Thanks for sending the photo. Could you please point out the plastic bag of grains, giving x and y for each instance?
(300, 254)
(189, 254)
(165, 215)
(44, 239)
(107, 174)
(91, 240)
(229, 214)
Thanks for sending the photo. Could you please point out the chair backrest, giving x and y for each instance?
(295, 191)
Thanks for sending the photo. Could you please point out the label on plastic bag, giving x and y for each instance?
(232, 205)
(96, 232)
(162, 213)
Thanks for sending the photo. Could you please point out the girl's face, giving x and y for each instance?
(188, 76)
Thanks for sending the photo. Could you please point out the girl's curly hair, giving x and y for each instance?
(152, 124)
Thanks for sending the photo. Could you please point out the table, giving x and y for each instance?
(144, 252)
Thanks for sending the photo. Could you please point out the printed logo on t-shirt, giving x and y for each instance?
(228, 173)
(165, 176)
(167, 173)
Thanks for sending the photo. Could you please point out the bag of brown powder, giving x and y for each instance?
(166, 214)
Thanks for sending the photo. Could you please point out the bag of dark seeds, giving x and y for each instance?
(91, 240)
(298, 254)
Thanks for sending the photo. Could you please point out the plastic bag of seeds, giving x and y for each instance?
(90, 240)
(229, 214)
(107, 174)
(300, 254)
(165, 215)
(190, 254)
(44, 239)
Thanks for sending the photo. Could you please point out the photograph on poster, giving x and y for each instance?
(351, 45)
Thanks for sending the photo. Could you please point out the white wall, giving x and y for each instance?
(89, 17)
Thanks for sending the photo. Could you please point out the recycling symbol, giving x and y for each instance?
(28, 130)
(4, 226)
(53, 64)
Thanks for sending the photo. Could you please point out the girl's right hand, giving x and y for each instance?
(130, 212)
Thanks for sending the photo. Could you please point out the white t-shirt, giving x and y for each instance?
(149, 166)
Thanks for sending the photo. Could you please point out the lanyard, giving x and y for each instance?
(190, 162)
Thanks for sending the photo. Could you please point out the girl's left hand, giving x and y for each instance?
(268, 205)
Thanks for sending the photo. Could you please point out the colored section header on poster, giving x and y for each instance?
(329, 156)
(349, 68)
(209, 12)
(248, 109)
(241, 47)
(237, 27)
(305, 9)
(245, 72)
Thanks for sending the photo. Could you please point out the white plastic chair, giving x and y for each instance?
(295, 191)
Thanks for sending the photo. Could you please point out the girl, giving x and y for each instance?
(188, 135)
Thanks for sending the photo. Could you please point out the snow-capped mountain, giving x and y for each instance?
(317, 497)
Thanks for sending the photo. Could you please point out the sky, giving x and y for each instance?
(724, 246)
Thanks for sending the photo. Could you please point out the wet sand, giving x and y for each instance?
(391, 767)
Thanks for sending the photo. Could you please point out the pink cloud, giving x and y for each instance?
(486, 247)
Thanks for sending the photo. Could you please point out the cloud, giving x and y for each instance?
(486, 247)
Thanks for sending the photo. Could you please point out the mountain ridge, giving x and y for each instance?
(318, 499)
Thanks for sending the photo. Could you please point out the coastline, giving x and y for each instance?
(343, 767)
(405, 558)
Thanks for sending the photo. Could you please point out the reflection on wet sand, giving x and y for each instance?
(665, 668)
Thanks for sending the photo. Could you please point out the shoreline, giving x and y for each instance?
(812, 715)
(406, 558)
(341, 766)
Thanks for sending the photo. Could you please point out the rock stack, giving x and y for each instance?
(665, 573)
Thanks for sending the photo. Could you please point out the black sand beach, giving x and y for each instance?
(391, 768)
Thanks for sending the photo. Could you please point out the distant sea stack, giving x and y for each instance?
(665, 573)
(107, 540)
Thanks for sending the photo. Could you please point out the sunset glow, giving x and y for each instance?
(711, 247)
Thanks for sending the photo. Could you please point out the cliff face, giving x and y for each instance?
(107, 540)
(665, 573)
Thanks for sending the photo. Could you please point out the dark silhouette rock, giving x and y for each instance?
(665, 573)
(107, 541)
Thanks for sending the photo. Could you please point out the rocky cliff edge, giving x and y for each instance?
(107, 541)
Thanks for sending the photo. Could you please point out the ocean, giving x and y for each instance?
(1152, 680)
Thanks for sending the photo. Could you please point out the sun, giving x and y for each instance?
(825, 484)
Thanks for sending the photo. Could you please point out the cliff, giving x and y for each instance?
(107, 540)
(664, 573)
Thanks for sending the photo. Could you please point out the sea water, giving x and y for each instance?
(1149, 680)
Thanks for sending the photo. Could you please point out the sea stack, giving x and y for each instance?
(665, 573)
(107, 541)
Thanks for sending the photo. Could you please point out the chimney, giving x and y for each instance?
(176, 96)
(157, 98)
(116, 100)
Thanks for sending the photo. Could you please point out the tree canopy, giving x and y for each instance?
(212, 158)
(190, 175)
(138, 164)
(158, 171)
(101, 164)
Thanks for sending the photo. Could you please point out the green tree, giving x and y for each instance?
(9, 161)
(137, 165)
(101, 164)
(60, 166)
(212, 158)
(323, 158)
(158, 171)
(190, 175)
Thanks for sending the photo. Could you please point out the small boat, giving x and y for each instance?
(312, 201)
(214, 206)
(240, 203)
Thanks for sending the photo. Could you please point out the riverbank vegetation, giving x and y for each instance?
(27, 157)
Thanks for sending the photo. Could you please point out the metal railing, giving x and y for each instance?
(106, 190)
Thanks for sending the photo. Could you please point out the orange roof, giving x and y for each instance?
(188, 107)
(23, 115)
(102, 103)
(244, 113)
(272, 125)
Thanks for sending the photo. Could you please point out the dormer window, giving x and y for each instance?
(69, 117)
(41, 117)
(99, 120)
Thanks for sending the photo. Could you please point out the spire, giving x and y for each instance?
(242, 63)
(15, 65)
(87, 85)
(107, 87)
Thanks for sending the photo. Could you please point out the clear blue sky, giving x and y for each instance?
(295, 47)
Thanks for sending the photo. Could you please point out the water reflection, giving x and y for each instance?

#### TASK OBJECTIVE:
Only the lines from the one that contains "railing, giving x and y for each instance?" to the end of the entries above should be given again, exactly and in full.

#### RESULT:
Thanks for sending the photo. Could you please point out the metal railing, giving x and y for each instance?
(106, 190)
Thanks for sending the photo. Could you please point out the orange roof, giving x and y for each instance?
(188, 107)
(23, 115)
(102, 103)
(244, 113)
(272, 125)
Thanks for sending the photo. Could you please point out the dormer window, giving x and y for each instance?
(69, 117)
(41, 117)
(99, 120)
Thanks for sending the photo. Could you please point out the spire, giving x and y for each instance?
(242, 63)
(15, 65)
(87, 85)
(107, 87)
Thanks for sending the photo. Could you please point out the clear blue sky, giving x and y for each instance?
(295, 47)
Thanks for sending the photo. Could you please point out the water reflection, giving x and y for each instance?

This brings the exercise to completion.